Parts of the exercise
1. In the abdominoplasty text, condense the paragraph beginning "The best candidates for Abdominoplasty" into a short bulleted list that keeps its main facts.
2. Quote the passage of the abdominoplasty text that opens with the words "- General complications" and closes with "hospitalization is possible.".

━━━━━ Text

Excess fat or skin on the abdomen and lax abdominal muscles can occur after dramatic weight loss or pregnancy. In cases where the problem does not respond to dieting or exercise, the only way to resolve the problem is surgical removal of excess skin.
Complications are infrequent and usually minor. However, as with any surgery, there are risks.
- General complications of surgery include blood loss and possible transfusion, blood clots in the legs (Deep Vein Thrombosis or DVT) and chest (Pulmonary Embolism), chest infection and reactions to anesthesia.
- Poor healing which results in conspicuous scars may necessitate a second operation.
- Tissue loss along portions of the incision and infection which require antibiotic and in some cases hospitalization is possible.
- Accumulation of fluid under the skin may require additional outpatient visits.
- Patients may experience numbness after surgery that can occasionally be permanent.
Risks can be reduced by following the surgeon’s instructions before and after surgery.
The surgeon may discuss alternative approaches to the Abdominoplasty procedure. Liposuction may be used alone to remove excess abdominal fat. However, the main alternative to Abdominoplasty is simply to leave the abdomen as is.
The best candidates for Abdominoplasty are men and women who are in relatively good shape, but bothered by excess deposits of abdominal fat and skin that will not respond to diet or exercise. The surgery is particularly helpful to women who have finished bearing children, with abdominal muscles that have separated or weakened due to pregnancy. The surgeon will make the final determination of each patient’s eligibility for the procedure after an examination and consultation with the patient.

━━━━━━━━━━
━━━━━ Dataset

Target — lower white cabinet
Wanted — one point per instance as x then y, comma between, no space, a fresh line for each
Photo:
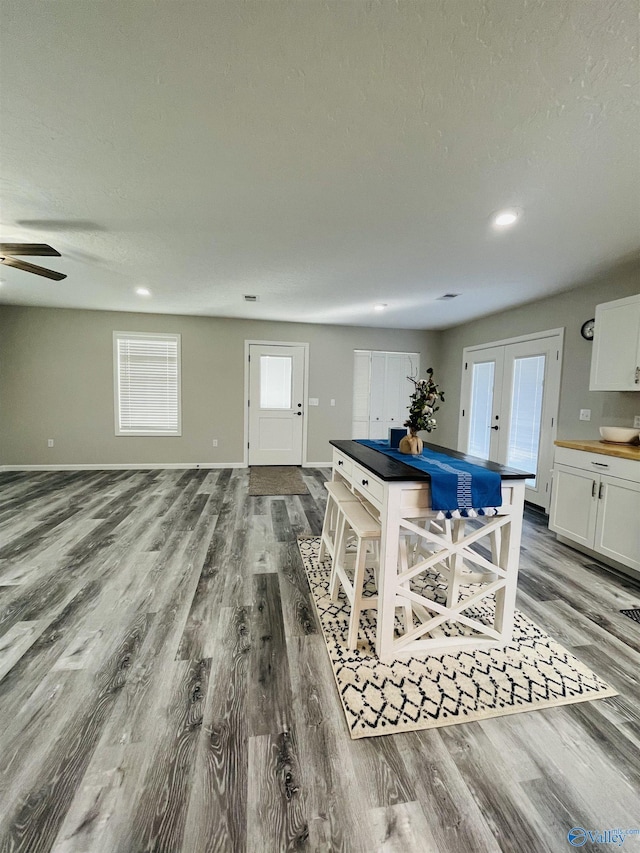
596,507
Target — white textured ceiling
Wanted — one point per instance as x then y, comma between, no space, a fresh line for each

━━━━━━━━━━
━━━━━ Dataset

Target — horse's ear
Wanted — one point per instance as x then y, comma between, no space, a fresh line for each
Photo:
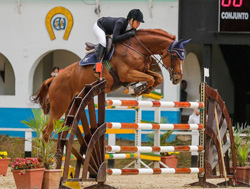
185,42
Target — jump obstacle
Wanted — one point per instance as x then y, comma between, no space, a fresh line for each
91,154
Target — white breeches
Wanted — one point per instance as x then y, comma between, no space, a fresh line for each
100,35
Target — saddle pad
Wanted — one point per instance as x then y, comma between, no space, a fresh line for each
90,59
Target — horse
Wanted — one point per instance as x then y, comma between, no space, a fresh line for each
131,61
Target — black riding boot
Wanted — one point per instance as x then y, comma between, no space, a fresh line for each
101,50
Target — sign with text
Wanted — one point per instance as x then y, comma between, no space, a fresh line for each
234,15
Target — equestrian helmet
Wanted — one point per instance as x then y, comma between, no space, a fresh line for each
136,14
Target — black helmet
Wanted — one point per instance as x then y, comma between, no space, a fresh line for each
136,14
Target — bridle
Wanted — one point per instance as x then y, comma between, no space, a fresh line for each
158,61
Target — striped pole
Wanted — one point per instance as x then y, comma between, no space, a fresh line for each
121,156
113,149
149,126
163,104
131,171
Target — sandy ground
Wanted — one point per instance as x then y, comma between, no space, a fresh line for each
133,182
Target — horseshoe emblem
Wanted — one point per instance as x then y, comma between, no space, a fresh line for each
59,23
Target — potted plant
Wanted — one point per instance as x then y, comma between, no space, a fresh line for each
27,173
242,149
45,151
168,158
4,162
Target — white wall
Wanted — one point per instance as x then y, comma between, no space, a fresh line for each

━━━━━━━━━━
━━━━━ Dataset

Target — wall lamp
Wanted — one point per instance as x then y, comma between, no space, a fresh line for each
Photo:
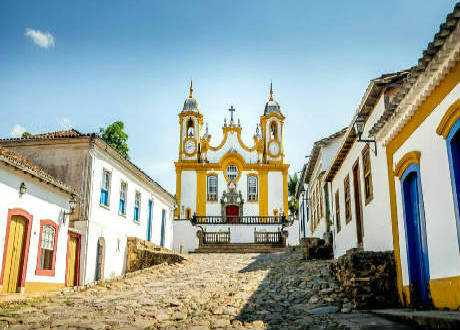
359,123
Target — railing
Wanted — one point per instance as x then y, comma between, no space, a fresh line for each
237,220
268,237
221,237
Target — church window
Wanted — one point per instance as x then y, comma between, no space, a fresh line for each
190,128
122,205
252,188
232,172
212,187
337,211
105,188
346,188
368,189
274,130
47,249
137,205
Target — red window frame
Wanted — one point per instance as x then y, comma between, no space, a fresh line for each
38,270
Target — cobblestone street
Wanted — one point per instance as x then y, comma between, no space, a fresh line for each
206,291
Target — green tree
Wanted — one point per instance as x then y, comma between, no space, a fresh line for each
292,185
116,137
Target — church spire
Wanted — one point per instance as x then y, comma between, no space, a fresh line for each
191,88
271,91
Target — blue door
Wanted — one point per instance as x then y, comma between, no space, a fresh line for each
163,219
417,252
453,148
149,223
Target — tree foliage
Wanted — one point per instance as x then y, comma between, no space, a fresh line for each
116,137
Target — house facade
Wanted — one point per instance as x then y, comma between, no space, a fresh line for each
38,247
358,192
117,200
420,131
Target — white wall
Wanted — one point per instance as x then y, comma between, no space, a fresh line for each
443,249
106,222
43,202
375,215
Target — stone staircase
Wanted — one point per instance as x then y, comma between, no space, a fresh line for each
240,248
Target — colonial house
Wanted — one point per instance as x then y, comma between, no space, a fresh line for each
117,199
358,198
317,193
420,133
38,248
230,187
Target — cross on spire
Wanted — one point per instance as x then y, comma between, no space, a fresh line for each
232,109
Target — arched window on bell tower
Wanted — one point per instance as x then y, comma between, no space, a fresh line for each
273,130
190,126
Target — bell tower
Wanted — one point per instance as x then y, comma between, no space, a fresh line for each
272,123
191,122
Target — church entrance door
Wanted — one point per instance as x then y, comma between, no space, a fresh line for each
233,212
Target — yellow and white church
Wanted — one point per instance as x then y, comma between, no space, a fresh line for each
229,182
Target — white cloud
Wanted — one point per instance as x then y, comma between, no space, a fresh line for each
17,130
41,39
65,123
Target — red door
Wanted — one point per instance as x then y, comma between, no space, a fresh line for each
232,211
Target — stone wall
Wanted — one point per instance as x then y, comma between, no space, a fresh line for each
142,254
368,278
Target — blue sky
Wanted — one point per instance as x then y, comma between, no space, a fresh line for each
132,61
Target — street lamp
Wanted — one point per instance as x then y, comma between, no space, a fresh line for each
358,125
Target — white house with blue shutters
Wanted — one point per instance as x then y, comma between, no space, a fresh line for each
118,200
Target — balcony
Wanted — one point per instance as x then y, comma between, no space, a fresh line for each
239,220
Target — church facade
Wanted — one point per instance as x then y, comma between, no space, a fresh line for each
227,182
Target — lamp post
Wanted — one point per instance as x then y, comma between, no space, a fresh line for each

━━━━━━━━━━

Exercise answers
1.
- Best candidates: men and women in relatively good shape who are bothered by excess abdominal fat and skin that do not respond to diet or exercise.
- Especially helpful for women who have finished bearing children and whose abdominal muscles separated or weakened during pregnancy.
- The surgeon makes the final decision on eligibility after an examination and consultation.

2.
- General complications of surgery include blood loss and possible transfusion, blood clots in the legs (Deep Vein Thrombosis or DVT) and chest (Pulmonary Embolism), chest infection and reactions to anesthesia.
- Poor healing which results in conspicuous scars may necessitate a second operation.
- Tissue loss along portions of the incision and infection which require antibiotic and in some cases hospitalization is possible.